必須課題:
下の資料の全行を、空行を除いて番号付きリストとして書き出す。画像は答えに含めない。

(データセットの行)
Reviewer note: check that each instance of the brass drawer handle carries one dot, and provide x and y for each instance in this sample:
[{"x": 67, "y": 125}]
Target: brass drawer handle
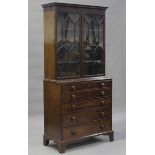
[
  {"x": 73, "y": 88},
  {"x": 73, "y": 118},
  {"x": 101, "y": 126},
  {"x": 102, "y": 114},
  {"x": 102, "y": 92},
  {"x": 73, "y": 107},
  {"x": 102, "y": 84},
  {"x": 102, "y": 102},
  {"x": 73, "y": 97},
  {"x": 73, "y": 132}
]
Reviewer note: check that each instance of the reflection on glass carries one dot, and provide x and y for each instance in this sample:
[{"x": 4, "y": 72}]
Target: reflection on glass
[
  {"x": 93, "y": 44},
  {"x": 68, "y": 45}
]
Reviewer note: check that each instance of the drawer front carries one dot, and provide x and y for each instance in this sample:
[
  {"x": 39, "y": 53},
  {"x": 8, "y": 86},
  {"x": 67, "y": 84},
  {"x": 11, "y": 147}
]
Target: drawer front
[
  {"x": 86, "y": 104},
  {"x": 93, "y": 93},
  {"x": 89, "y": 116},
  {"x": 87, "y": 129},
  {"x": 86, "y": 85}
]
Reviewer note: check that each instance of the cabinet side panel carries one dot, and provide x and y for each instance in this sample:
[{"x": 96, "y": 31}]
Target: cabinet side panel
[
  {"x": 49, "y": 44},
  {"x": 52, "y": 110}
]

演習の結果:
1. Reviewer note: check that each instance of the brass drawer handle carries one dot, and provide x and y for each instance in this sample:
2. [{"x": 67, "y": 125}]
3. Target: brass drawer handle
4. [
5.   {"x": 73, "y": 88},
6.   {"x": 73, "y": 118},
7.   {"x": 101, "y": 126},
8.   {"x": 102, "y": 114},
9.   {"x": 102, "y": 92},
10.   {"x": 73, "y": 107},
11.   {"x": 102, "y": 84},
12.   {"x": 102, "y": 102},
13.   {"x": 73, "y": 97},
14.   {"x": 73, "y": 132}
15. ]
16. Reviewer note: check that each instance of the reflection on glass carries one dot, and provide x and y for each instance in this sample:
17. [{"x": 4, "y": 72}]
18. Target: reflection on glass
19. [
20.   {"x": 93, "y": 44},
21.   {"x": 68, "y": 45}
22. ]
23. Reviewer note: check that each instance of the drawer front carries one dot, and provide x and y for each instance in this sample:
24. [
25.   {"x": 39, "y": 53},
26.   {"x": 8, "y": 86},
27.   {"x": 67, "y": 84},
28.   {"x": 11, "y": 147}
29. ]
30. Target: drawer front
31. [
32.   {"x": 86, "y": 104},
33.   {"x": 93, "y": 93},
34.   {"x": 89, "y": 116},
35.   {"x": 87, "y": 129},
36.   {"x": 86, "y": 85}
37. ]
38. Reviewer note: check that each instance of the cabinet side panel carries one dot, and provide x and y for each instance in this sample:
39. [{"x": 96, "y": 31}]
40. Target: cabinet side panel
41. [
42.   {"x": 49, "y": 44},
43.   {"x": 52, "y": 110}
44. ]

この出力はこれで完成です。